> **STATED EXERCISE 1**:
Change "baseball" to "pitching" in the Billy Sunday chapter from "The Prince of" to "or the devil.", and give that stretch again.
> **STATED EXERCISE 2**:
Go on with the chapter about Billy Sunday and the devil from the point where it stops.

> **SOURCE DOCUMENT**:
## START
CHAPTER XV
Giving the Devil His Due
I know there is a devil for two reasons; first, the Bible declares it; and second I have done business with him.—Billy Sunday.
The Prince of Darkness was no more real to Martin Luther, when he flung his ink-well at the devil, than he is to Billy Sunday. He seems never long out of the evangelist's thought. Sunday regards him as his most personal and individual foe. Scarcely a day passes that he does not direct his attention publicly to the devil. He addresses him and defies him, and he cites Satan as a sufficient explanation for most of the world's afflictions.
There are many delicate shadings and degrees and differentiations in theology—but Billy Sunday does not know them. He never speaks in semitones, nor thinks in a nebulous way. His mind and his word are at one with his baseball skill—a swift, straight passage between two points. With him men are either sheep or goats; there are no hybrids. Their destination is heaven or hell, and their master is God or the devil.
He believes in the devil firmly, picturesquely; and fights him without fear. His characterizations of the devil are hair-raising. As a matter of fact it is far easier for the average man, close down to the ruck and red realities of life, to believe in the devil, whose work he well knows, than it is for the cloistered man of books. The mass of the people think in the same sort of strong, large, elemental terms as Billy Sunday. The niceties of language do not bother them; they are the makers and users of that fluid speech called slang.
William A. Sunday is an elemental. Sophistication would spoil him. He is dead sure of a few truths of first magnitude. He believes without reservation or qualification in the Christ who saved him and reversed his life's direction. Upon this theme he has preached to millions. Also he is sure that there is a devil, and he rather delights in telling old Satan out loud what he thinks of him. Meanness, in Satan, sinner or saint, he hates and says so in the language of the street, which the common people understand. He usually perturbs some fastidious folk who think that literary culture and religion are essentially interwoven.
## END
> **RECORDED INFORMATION**:
## START
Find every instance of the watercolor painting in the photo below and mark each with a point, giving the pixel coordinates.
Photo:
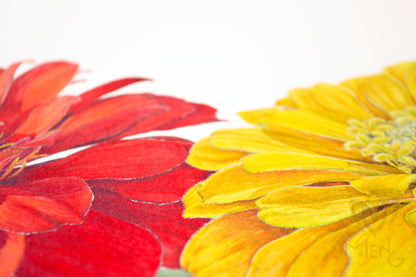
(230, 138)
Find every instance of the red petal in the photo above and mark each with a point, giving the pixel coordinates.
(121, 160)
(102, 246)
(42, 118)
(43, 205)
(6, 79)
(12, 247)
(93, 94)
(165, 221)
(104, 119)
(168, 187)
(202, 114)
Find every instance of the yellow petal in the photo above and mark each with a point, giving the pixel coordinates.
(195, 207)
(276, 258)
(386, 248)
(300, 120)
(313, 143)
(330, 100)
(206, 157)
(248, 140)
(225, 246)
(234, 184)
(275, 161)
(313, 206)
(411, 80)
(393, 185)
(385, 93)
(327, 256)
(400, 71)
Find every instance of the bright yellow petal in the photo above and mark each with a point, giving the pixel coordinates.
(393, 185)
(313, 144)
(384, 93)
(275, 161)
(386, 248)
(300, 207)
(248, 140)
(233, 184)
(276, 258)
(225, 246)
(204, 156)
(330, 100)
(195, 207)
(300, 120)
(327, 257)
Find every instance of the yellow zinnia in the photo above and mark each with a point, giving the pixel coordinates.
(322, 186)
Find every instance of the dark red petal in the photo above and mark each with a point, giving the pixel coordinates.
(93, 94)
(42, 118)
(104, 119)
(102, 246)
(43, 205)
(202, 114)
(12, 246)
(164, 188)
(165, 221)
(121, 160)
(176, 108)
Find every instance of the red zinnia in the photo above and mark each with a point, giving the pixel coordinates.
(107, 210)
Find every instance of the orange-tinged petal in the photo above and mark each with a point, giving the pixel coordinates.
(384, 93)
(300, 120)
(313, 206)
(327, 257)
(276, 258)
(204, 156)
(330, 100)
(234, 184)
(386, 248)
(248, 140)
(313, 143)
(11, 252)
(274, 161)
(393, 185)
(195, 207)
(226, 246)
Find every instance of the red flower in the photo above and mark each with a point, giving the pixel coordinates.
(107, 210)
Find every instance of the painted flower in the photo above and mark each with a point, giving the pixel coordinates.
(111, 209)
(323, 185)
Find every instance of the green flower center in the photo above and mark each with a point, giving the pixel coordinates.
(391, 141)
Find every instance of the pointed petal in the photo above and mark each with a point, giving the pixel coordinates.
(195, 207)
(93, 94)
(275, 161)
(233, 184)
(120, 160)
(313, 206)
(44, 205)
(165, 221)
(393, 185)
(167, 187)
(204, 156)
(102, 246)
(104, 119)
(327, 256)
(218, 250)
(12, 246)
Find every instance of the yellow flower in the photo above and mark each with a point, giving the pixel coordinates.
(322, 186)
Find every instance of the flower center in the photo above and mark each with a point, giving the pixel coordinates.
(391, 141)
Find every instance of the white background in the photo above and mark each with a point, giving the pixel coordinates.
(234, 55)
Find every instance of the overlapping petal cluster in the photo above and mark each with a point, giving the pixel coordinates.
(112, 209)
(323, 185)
## END
## START
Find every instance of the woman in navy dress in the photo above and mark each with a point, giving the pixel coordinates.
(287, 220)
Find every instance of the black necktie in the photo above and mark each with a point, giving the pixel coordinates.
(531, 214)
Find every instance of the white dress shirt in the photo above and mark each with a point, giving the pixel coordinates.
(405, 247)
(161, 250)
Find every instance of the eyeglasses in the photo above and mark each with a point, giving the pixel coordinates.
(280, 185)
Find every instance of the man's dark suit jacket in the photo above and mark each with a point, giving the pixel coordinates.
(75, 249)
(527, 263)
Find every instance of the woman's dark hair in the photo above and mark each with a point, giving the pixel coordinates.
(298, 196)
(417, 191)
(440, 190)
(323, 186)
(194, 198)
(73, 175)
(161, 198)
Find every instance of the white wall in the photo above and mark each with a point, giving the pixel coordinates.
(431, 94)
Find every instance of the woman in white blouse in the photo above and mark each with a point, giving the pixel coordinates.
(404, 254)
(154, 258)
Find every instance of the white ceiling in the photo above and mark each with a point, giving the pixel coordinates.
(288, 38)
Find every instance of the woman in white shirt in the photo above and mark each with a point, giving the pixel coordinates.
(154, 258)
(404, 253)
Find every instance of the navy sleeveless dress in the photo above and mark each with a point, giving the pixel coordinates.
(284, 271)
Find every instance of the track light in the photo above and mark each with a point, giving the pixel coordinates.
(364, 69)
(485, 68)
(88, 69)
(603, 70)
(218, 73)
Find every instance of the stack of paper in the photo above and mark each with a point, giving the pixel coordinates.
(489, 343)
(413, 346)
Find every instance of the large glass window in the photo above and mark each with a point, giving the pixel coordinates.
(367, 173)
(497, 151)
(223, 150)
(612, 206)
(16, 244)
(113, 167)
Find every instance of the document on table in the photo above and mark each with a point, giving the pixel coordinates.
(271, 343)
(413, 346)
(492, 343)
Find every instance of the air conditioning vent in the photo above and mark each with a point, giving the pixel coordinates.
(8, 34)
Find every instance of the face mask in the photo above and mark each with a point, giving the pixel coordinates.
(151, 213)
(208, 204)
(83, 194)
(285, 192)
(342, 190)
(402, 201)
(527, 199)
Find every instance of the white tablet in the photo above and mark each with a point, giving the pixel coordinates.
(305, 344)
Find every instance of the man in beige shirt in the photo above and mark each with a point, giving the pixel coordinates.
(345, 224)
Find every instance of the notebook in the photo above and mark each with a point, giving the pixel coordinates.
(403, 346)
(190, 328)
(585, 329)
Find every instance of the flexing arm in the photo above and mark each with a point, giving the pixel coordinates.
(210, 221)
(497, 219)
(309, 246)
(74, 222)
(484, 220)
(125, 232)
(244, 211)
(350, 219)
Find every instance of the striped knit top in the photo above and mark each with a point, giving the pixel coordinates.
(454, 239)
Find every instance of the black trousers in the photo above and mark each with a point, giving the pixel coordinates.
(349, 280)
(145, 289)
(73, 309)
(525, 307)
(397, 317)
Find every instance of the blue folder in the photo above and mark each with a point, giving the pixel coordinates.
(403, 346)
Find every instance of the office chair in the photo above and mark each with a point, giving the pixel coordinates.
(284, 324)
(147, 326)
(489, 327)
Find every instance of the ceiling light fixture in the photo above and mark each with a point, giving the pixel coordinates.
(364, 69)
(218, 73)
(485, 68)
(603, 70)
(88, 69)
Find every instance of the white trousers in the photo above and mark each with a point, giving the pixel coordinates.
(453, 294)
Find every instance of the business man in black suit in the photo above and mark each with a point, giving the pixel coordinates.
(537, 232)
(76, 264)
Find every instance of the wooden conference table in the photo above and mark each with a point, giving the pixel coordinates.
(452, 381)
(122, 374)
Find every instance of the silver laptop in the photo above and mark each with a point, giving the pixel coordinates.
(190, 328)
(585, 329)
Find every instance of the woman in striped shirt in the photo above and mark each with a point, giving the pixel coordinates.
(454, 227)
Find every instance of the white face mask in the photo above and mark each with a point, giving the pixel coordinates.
## END
> **TASK RESPONSE 1**:
The Prince of Darkness was no more real to Martin Luther, when he flung his ink-well at the devil, than he is to Billy Sunday. He seems never long out of the evangelist's thought. Sunday regards him as his most personal and individual foe. Scarcely a day passes that he does not direct his attention publicly to the devil. He addresses him and defies him, and he cites Satan as a sufficient explanation for most of the world's afflictions.
There are many delicate shadings and degrees and differentiations in theology—but Billy Sunday does not know them. He never speaks in semitones, nor thinks in a nebulous way. His mind and his word are at one with his pitching skill—a swift, straight passage between two points. With him men are either sheep or goats; there are no hybrids. Their destination is heaven or hell, and their master is God or the devil.

> **TASK RESPONSE 2**:
Excoriation of the devil is not Sunday's masterpiece. He reaches his height in exaltation of Jesus Christ. He is surer of his Lord than he is of the devil. It is his bed-rock belief that Jesus can save anybody, from the gutter bum to the soul-calloused, wealthy man of the world, and make them both new creatures. With heart tenderness and really yearning love he holds aloft the Crucified as the world's only hope. That is why his gospel breaks hearts of stone and makes Bible-studying, praying church workers out of strange assortments of humanity.
The following passages will show how familiarly and frequently Sunday treats of the devil:
"DEVIL" PASSAGES
The devil isn't anybody's fool. You can bank on that. Plenty of folks will tell you there isn't any devil—that he is just a figure of speech; a poetic personification of the sin in our natures. People who say that—and especially all the time-serving, hypocritical ministers who say it—are liars. They are calling the Holy Bible a lie. I'll believe the Bible before I'll believe a lot of time-serving, societyfied, tea-drinking, smirking preachers. No, sir! You take God's word for it, there is a devil, and a big one, too.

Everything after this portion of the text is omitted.